* _Exercise objective_: Which lines run from the one containing "of the strawberry" to the end of the entries? Quote them exactly, and nothing else.

[Dataset items]
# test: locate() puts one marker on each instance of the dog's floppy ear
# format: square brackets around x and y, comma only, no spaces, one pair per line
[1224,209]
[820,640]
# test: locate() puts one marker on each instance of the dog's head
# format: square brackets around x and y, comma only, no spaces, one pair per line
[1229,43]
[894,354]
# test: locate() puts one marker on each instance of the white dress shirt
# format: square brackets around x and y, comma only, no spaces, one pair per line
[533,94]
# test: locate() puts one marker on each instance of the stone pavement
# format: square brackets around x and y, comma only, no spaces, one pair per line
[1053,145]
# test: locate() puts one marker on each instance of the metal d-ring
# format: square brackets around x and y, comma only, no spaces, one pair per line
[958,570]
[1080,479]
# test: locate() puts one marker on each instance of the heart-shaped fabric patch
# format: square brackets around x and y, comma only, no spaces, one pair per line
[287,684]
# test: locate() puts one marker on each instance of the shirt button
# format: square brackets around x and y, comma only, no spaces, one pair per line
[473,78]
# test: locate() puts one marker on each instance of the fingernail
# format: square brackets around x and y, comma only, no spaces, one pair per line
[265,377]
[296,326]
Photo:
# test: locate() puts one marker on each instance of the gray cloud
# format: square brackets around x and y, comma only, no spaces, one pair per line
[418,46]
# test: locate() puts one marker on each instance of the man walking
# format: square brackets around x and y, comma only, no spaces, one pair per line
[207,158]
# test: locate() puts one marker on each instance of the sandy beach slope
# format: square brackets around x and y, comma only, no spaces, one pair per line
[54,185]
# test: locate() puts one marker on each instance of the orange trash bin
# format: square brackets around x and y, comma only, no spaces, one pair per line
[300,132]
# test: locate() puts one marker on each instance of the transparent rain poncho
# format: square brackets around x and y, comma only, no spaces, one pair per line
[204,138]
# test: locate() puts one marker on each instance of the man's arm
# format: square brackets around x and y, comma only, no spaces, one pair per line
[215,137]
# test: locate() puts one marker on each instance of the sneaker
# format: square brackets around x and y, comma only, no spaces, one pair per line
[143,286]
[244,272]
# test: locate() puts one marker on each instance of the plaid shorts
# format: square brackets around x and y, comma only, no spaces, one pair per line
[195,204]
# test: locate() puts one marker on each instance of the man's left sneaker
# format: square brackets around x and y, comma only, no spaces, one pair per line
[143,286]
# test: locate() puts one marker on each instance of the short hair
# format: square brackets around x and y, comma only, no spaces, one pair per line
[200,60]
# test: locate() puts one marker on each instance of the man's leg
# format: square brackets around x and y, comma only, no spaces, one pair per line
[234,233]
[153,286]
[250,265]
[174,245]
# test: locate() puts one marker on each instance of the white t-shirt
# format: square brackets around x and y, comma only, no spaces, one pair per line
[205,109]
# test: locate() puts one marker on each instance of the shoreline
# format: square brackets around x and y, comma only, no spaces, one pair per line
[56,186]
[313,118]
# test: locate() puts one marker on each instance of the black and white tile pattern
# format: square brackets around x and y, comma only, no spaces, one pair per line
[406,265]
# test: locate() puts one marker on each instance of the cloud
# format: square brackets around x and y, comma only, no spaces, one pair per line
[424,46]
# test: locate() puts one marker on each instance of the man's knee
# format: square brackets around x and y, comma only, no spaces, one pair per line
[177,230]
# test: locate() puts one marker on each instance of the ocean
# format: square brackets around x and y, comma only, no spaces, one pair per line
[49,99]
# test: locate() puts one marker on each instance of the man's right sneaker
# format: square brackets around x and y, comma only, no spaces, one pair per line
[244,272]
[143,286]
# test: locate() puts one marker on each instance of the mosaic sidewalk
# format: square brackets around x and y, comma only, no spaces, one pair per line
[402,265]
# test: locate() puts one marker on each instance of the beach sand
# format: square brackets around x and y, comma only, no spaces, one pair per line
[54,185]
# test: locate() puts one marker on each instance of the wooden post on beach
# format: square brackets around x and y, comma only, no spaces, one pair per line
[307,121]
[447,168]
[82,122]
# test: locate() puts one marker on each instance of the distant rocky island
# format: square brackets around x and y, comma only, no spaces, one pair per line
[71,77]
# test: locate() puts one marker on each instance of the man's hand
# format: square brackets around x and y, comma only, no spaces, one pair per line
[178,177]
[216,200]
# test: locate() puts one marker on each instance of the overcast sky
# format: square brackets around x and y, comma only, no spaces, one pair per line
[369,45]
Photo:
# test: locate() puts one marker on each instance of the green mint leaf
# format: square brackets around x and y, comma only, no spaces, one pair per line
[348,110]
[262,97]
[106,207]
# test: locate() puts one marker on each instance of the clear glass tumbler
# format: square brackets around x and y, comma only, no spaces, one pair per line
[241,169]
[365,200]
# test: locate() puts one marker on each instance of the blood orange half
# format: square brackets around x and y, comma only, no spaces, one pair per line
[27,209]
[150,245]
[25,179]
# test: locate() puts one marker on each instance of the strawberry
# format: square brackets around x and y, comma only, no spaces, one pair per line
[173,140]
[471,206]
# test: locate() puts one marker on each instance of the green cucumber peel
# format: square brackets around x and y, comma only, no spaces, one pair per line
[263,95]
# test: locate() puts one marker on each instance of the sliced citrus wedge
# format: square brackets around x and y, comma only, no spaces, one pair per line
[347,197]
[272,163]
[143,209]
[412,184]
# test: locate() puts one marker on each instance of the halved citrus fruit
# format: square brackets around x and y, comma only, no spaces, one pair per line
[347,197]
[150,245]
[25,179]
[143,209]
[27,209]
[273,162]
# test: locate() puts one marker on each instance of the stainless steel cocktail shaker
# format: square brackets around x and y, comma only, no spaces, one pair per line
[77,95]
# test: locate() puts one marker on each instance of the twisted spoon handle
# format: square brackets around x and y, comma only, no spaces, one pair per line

* _Result for this exercise_:
# test: locate() puts one marker on each instance of the strawberry
# format: square brackets around x and y, comma only, no spaces, one pair per line
[173,140]
[471,206]
# test: locate() puts one marker on each instance of the green cucumber peel
# format: square brackets around x and y, comma only, no spaces, one pair per line
[263,95]
# test: locate() puts one marker on each instance of the sliced citrus wedge
# format: square brackets around x and y, comma only, no spaces, one pair per line
[347,197]
[272,163]
[143,209]
[412,184]
# test: locate() puts one marker on each instance of the halved citrus fruit
# format: square brackets around x and y, comma only, no spaces, one pair per line
[347,197]
[150,245]
[25,179]
[143,209]
[27,209]
[273,162]
# test: locate() puts one marker on each instance of the stainless steel cocktail shaker
# format: square brackets around x and y, comma only, no spaces, one pair per line
[77,95]
# test: locate() puts one marker on each instance of the twisted spoon handle
# format: square brackets around x and y, comma only, no spaces, one pair per line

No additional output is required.